-- BEGIN --
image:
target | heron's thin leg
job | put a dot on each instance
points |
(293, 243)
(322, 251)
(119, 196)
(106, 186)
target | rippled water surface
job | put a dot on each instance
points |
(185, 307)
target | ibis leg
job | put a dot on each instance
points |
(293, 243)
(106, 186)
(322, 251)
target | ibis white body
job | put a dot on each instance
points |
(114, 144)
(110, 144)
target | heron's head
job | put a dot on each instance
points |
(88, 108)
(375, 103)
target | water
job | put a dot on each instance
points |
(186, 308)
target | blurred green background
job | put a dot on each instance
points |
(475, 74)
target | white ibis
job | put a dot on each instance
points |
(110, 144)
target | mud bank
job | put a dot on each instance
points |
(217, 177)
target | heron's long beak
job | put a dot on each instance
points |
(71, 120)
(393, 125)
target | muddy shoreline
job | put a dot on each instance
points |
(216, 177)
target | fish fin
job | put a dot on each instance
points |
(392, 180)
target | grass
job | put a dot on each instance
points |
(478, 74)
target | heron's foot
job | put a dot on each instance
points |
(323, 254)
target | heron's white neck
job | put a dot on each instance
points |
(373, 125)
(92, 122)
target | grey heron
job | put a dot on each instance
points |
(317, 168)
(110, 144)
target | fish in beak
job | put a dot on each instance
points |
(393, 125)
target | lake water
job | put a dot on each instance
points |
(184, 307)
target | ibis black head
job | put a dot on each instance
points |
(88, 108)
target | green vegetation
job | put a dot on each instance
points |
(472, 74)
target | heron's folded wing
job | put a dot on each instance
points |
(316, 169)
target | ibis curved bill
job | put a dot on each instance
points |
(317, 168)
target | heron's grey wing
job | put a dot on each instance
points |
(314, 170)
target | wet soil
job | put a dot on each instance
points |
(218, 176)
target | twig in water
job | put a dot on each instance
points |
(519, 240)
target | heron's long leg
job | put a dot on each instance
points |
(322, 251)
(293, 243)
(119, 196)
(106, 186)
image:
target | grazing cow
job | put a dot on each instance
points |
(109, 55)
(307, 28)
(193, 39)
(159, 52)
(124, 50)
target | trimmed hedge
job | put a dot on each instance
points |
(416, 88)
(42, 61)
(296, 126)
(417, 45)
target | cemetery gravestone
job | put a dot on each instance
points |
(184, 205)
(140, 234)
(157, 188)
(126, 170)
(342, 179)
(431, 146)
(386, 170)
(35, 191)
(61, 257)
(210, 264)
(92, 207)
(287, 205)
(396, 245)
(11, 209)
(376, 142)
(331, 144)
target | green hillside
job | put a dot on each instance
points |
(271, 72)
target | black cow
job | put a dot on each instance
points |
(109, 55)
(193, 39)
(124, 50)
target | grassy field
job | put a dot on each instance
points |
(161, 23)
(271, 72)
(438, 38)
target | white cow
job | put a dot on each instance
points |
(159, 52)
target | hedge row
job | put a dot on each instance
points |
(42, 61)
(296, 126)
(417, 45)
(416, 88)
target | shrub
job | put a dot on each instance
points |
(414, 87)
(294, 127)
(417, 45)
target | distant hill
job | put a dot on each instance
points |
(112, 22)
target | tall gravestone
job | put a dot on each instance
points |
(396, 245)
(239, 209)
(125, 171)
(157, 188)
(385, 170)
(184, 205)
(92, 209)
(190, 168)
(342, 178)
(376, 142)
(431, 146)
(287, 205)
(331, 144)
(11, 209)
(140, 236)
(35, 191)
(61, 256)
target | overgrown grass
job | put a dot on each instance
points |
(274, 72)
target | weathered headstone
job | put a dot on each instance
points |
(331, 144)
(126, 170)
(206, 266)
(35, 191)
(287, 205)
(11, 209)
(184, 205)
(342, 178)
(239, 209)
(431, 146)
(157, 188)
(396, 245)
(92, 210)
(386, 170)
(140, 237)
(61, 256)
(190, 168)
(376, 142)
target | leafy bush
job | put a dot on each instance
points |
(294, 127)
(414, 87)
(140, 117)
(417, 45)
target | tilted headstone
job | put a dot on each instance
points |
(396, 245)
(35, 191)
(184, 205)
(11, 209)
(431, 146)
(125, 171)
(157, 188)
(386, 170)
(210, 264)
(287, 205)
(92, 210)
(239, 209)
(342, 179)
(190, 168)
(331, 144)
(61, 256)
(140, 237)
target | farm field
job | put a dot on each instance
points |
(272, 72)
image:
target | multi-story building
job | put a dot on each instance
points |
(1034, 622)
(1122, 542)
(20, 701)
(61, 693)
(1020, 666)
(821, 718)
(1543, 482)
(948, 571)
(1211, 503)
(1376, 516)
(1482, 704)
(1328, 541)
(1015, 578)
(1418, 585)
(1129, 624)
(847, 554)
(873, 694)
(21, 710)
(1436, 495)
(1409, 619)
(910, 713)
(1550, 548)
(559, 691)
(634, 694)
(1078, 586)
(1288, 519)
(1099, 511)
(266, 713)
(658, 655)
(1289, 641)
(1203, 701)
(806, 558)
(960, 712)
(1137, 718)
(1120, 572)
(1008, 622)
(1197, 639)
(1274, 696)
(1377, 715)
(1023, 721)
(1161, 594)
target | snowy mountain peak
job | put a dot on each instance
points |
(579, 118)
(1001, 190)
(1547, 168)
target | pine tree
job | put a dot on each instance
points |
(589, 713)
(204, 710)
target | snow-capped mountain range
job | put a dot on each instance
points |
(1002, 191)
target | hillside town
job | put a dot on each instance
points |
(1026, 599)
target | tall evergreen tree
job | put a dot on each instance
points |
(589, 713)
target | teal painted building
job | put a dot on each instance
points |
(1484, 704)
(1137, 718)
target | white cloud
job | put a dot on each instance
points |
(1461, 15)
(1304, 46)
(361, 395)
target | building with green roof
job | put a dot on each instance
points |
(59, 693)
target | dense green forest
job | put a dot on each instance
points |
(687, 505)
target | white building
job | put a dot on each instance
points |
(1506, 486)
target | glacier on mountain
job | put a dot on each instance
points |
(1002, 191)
-- END --
▶ **Objective**
Everything from the line containing "target | snowy mountain peak" through the final line of the listing, inclusive, must be reproduced exactly; leave out the rest.

▶ **The response**
target | snowy mountain peak
job | put a dot on each instance
points |
(579, 118)
(1001, 190)
(1547, 168)
target | pine tree
job | put a dot on each instance
points |
(589, 713)
(204, 710)
target | snow-capped mountain range
job | put a dot on each instance
points |
(1002, 191)
target | hillside town
job | put a dot on each instance
points |
(1026, 599)
target | tall evergreen tree
job | put a dot on each instance
points |
(589, 713)
target | teal painted building
job | put a dot on each instance
points |
(1484, 704)
(1137, 718)
target | white cloud
job | put a dot on each instance
points |
(1461, 15)
(1304, 46)
(361, 395)
target | building with green roof
job | put a dot on each instance
points |
(59, 693)
target | dense green forest
job | put a dot on each instance
points |
(687, 505)
target | white building
job | put a dot on each instance
points |
(1506, 486)
target | glacier on mountain
job | put a dot on each instance
points |
(1002, 191)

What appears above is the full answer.